Être


Le verbe être possède en français cinq radicaux différents. Ce verbe avait deux thèmes principaux en latin :

– *fu- qui était employé aux temps parfaits et qui est à la base du passé simple français ;
– *es-so qui donne naissance à la conjugaison du présent (2, 3, 5)  par chute de la finale, du présent  (1, 4, 6) et du subjonctif par aphérèse. Le thème er- (qui en est issu par rhotacisme) pour l'imparfait et le futur n'a pas survécu.
Les autres formes proviennent de réfections analogiques.
– Réfection de l'infinitif  ancien esse en essere. C'est la base de notre infinitif et des futurs, mais sous deux formes distinctes.
– Emprunt du verbe stare. Il est à l'origine des participes, de l'imparfait
On a donc affaire à trois verbes différents : *es-so, *bheu- (croître, devenu fu-) dès l'époque archaïque, stare (se tenir debout) en bas-latin. Comme le verbe aller, le verbe être est composite. Il suit encore d'autres radicaux dans certaines langues romanes (sedere en espagnol et portugais, fieri en roumain). J'aborderai cette question au fur et à mesure des temps.

Consigne a: Pour chacune des affirmations suivantes sur le verbe être, dites si l'extrait la confirme, en répondant par oui ou par non et en citant les mots du texte qui tranchent. (i) En français, ce verbe possède cinq radicaux différents. (ii) Le thème er- s'est maintenu à l'imparfait et au futur. (iii) En roumain, le verbe être s'appuie aussi sur sedere.
Le texte et les enregistrements n'ont aucun lien entre eux.

Entrées affichées:
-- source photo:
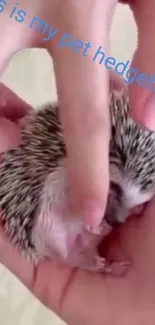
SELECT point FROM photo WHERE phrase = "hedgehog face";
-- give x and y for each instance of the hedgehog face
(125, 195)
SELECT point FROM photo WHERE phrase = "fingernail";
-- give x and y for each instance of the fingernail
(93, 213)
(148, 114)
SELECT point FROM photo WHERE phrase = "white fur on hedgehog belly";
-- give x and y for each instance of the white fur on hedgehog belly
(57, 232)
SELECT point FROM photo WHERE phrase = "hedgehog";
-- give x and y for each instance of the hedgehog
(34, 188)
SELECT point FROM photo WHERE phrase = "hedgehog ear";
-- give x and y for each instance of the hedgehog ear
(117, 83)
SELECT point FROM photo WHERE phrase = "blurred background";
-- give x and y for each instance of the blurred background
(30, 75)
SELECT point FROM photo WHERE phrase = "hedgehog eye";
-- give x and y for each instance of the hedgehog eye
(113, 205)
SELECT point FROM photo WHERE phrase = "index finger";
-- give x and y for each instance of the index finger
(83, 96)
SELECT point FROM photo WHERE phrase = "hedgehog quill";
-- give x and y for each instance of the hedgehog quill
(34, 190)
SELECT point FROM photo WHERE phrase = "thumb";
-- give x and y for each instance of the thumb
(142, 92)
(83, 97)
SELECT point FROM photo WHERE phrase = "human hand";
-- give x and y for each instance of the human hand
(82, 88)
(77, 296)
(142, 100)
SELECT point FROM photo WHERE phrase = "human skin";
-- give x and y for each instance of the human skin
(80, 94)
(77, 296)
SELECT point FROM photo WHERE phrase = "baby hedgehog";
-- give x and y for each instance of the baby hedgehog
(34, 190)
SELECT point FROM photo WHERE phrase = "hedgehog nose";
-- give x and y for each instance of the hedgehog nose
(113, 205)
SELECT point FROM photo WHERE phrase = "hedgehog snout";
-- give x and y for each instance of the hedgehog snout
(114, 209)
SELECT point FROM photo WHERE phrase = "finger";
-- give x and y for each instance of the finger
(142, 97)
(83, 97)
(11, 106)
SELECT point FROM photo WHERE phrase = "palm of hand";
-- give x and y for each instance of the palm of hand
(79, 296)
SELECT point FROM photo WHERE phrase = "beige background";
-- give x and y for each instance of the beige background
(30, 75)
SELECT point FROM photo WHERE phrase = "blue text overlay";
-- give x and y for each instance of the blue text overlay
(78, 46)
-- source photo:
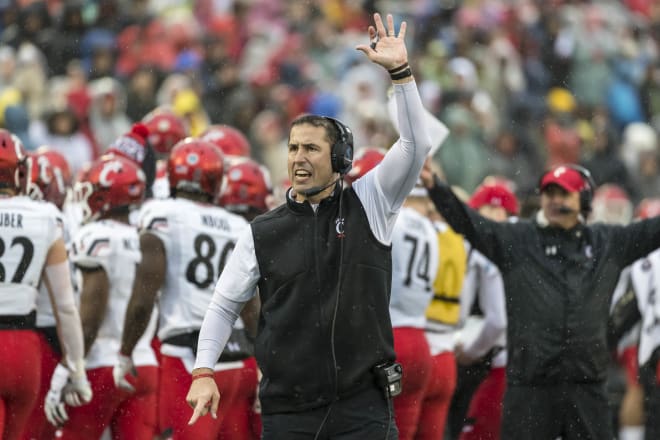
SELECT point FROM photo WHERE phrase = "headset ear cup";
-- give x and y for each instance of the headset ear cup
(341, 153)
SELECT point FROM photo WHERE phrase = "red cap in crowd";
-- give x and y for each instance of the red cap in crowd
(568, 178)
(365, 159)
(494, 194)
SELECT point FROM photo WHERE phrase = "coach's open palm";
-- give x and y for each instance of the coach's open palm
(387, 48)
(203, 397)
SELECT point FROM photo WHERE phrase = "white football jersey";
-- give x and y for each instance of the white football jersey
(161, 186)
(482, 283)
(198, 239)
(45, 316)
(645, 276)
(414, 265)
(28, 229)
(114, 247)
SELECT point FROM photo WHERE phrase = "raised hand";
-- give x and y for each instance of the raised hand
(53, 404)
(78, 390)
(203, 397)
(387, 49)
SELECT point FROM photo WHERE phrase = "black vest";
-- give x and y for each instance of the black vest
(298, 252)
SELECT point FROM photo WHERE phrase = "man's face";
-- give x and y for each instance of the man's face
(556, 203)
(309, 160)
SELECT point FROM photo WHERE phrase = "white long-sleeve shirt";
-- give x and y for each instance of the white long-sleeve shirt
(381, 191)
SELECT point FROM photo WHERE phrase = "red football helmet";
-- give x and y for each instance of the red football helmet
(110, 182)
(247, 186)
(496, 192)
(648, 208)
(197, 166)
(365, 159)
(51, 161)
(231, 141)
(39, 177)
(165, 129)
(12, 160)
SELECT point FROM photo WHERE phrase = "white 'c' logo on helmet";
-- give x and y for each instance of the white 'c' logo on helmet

Consigne b: Comptez les lignes des enregistrements où figure la chaîne « belly », en tenant compte de la casse, et donnez uniquement ce nombre.

Réponse rédigée a:
(i) Oui : « Le verbe être possède en français cinq radicaux différents. »
(ii) Non : « Le thème er- (qui en est issu par rhotacisme) pour l'imparfait et le futur n'a pas survécu. »
(iii) Non : « (sedere en espagnol et portugais, fieri en roumain) »

Réponse rédigée b: 2